Copy each of the entries below faithfully, setting aside any pictures.

** Start RECORDS FOR THE EXERCISE **

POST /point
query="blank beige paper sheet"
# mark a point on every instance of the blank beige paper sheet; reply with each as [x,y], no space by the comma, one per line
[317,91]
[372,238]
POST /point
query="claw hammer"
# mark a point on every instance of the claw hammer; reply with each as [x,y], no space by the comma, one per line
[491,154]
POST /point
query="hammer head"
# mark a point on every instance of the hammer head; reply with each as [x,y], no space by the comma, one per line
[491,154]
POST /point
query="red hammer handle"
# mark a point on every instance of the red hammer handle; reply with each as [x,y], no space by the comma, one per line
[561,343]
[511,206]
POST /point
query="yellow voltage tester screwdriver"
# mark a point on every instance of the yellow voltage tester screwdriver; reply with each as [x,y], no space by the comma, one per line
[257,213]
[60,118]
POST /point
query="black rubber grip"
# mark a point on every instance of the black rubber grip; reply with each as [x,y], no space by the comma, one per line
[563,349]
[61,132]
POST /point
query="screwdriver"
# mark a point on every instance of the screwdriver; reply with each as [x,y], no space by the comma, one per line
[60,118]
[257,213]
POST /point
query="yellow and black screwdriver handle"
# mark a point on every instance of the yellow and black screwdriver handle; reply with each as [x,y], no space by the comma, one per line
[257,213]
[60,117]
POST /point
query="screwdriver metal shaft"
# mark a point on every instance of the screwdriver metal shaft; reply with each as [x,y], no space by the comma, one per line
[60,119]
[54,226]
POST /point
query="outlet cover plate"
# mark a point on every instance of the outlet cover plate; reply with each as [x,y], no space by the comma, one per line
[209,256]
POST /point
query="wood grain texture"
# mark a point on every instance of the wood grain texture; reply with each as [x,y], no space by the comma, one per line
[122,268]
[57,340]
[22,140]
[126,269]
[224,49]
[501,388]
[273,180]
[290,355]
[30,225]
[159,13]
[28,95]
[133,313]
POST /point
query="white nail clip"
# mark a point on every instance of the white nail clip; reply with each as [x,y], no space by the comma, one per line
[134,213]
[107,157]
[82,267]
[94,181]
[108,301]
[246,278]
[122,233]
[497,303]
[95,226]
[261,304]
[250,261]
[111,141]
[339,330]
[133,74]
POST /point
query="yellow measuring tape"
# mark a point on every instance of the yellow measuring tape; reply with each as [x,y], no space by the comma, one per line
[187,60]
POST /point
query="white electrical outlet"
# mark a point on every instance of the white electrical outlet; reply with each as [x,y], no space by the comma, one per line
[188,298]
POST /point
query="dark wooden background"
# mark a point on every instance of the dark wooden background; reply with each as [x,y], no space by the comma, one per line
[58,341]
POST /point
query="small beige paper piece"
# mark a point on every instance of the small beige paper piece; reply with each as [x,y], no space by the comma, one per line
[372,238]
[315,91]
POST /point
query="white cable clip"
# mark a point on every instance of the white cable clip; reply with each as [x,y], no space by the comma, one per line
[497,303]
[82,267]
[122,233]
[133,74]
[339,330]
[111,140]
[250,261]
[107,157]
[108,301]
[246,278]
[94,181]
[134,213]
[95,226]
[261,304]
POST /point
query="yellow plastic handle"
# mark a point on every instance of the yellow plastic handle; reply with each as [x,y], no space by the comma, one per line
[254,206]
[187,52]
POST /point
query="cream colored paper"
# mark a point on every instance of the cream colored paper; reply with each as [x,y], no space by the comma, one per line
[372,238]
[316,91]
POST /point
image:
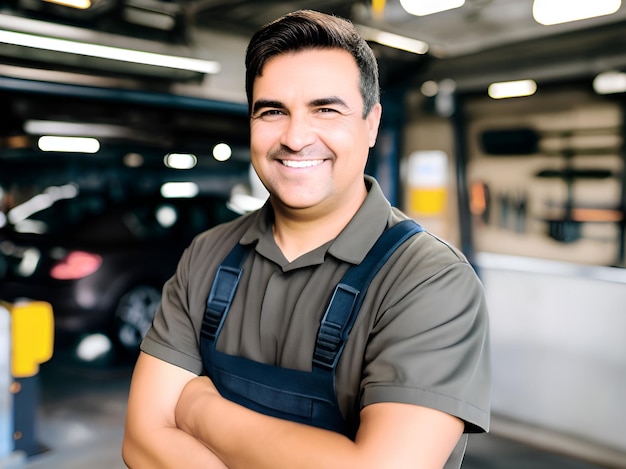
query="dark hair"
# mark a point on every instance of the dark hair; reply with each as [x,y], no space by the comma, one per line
[307,29]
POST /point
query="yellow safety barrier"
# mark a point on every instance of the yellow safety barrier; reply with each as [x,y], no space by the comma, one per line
[32,331]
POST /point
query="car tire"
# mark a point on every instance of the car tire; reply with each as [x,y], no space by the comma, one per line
[133,316]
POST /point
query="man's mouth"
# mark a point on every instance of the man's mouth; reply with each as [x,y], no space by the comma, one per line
[301,163]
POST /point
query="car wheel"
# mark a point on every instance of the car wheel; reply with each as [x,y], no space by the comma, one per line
[134,314]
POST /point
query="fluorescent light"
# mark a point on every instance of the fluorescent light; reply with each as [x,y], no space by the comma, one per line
[548,12]
[80,4]
[68,144]
[42,127]
[610,82]
[222,152]
[108,52]
[393,40]
[512,89]
[180,160]
[172,190]
[428,7]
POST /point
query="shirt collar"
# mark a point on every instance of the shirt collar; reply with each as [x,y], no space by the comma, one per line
[351,245]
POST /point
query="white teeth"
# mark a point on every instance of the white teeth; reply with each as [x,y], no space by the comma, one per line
[301,163]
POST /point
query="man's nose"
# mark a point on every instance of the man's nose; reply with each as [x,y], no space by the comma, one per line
[298,132]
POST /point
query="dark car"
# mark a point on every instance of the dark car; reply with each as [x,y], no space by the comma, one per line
[101,263]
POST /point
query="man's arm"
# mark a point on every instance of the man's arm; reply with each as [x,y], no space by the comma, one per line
[151,438]
[390,435]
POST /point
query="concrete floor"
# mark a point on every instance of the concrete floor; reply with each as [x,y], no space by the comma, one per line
[81,416]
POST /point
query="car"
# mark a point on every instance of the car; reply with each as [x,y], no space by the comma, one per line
[100,262]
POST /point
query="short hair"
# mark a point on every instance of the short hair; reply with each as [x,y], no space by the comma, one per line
[307,29]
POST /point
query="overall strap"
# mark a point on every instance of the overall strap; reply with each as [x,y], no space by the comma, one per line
[223,291]
[350,291]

** End RECORDS FOR THE EXERCISE **

OUTPUT FOR THIS EXERCISE:
POST /point
query="blank beige paper sheet"
# mark a point on every instance of the blank beige paper sheet; reply with each as [x,y], no space by the comma, one per line
[317,91]
[372,238]
POST /point
query="claw hammer"
# mark a point on every instance of the claw hammer; reply with each as [x,y], no space by the comma, one per line
[491,154]
POST /point
query="hammer head"
# mark a point on every instance of the hammer head; reply with each as [x,y], no space by the comma, one per line
[491,154]
POST /point
query="red hammer handle"
# mark a point on every instance of the red hammer handle; reply with each as [x,y], no space by the comma, one per line
[561,343]
[511,206]
POST /point
query="yellow voltage tester screwdriver"
# mark a point on every instance of the yellow voltage tester screwdriver; reply with each as [x,y], no space by the comma, one per line
[257,213]
[60,118]
POST /point
query="black rubber grip"
# mark a point on every instance of the black rubber grip; reply with each as [x,y], no space by the comma, one per line
[563,349]
[61,132]
POST /point
query="screwdriver"
# mark a point on every instance of the screwdriver; reply with each as [x,y], no space by the comma, one per line
[60,118]
[257,213]
POST /point
query="yellow and black screwdriver handle"
# mark a point on every instance of the yellow and black screwdriver handle; reply with each as [x,y], no space by the comma, one per line
[257,213]
[60,117]
POST /point
query="screwdriver metal shaft"
# mark a point on every instance of the screwdriver metal shaft; reply with each as [x,y], no space by the comma, one per line
[60,119]
[54,226]
POST /point
query="outlet cover plate"
# mark a point on every instance of the outlet cover plate; reply with each as [x,y], no space by the comma, one per line
[209,256]
POST /point
query="wood grain texture"
# mark a point on every instance of the wood grain texture; reply with each as [x,y], no space by the comma, one per line
[122,268]
[57,340]
[22,140]
[126,269]
[224,49]
[501,388]
[273,180]
[290,355]
[30,225]
[159,13]
[28,95]
[133,313]
POST /point
query="white nail clip"
# mark a point on every instance of the white nail clip; reply with each as [x,y], no space by the comma, one per line
[134,213]
[107,157]
[82,267]
[94,181]
[108,301]
[246,278]
[122,233]
[497,303]
[95,226]
[261,304]
[250,261]
[111,141]
[339,330]
[133,74]
POST /point
query="yellow measuring tape"
# mark a point on every instance of the yellow measuring tape; reply with each as [x,y], no space by the comma, one per line
[187,60]
POST /point
query="white electrical outlet"
# mark a point on every instance of the white electrical outlet; reply with each as [x,y], no space by the comma, one per line
[188,298]
POST /point
query="dark wooden background"
# mark a point on every instance of the dark wooden background; reply with each as [x,y], no space by the comma, one per line
[58,341]
POST /point
query="small beige paper piece"
# mark a point on every instance of the small beige paper piece; reply with each as [x,y], no space by the comma, one per line
[372,238]
[315,91]
POST /point
query="white cable clip"
# mark a point on every instance of the white cable clip; reply with each as [x,y], no space by the comma, one per line
[497,303]
[82,267]
[122,233]
[133,74]
[339,330]
[111,140]
[250,261]
[107,157]
[108,301]
[246,278]
[94,181]
[134,213]
[95,226]
[261,304]
POST /point
query="yellow plastic handle"
# mark a point on every instance of the yellow plastic handle; reply with each as [x,y], no space by the comma, one per line
[254,206]
[187,52]
POST /point
query="cream colored paper"
# mark a point on every instance of the cream colored paper; reply with each as [x,y], no space by the comma, one per line
[372,238]
[316,91]
POST /point
image:
query="dark hair"
# mark a point on every instance of the dark hair; reply with each as [x,y], no space by the comma, one per line
[307,29]
POST /point
query="yellow safety barrier"
# mark a point on every instance of the yellow safety barrier; reply with each as [x,y], no space by the comma, one per line
[32,331]
POST /point
query="car tire"
# mark a point on every instance of the car tire; reply with each as [x,y], no space by the comma, one per line
[133,316]
POST /point
query="man's mouth"
# mark a point on every instance of the man's mouth; reply with each as [x,y], no space by the comma, one per line
[301,163]
POST /point
query="car wheel"
# mark a point on every instance of the car wheel; reply with each as [x,y], no space by the comma, one per line
[134,314]
POST /point
query="fluorescent light"
# mark a point on every instance of the fluorescent light; reply with each as [x,y], no space by the comma, one per line
[548,12]
[80,4]
[68,144]
[42,127]
[610,82]
[222,152]
[108,52]
[393,40]
[512,89]
[180,160]
[172,190]
[428,7]
POST /point
query="shirt collar"
# mark a point on every instance of the shirt collar; reply with each as [x,y], no space by the comma, one per line
[351,245]
POST /point
query="white teeth"
# mark a point on every instance of the white teeth; reply with each as [x,y], no space by the comma, one per line
[301,163]
POST /point
query="man's nose"
# mark a point on every instance of the man's nose; reply with each as [x,y], no space by the comma, one per line
[298,132]
POST /point
query="dark car"
# mark a point on every instance of the dark car; reply with each as [x,y], no space by the comma, one per line
[101,263]
POST /point
query="man's arm"
# mark a point on every instance of the man's arm; reply with each as [x,y], no space by the comma, one per line
[151,438]
[390,435]
POST /point
query="concrete floor"
# mark a point on every instance of the concrete floor; reply with each as [x,y], no space by the comma, one per line
[81,416]
POST /point
query="car"
# mark a point on every instance of the car; reply with each as [x,y], no space by the comma, one per line
[100,262]
POST /point
query="short hair"
# mark a point on every instance of the short hair; reply with each as [x,y], no space by the comma, one per line
[307,29]
POST /point
query="overall strap"
# mark a point on every instance of the overall strap; reply with each as [x,y], no space by the comma, one per line
[223,291]
[350,291]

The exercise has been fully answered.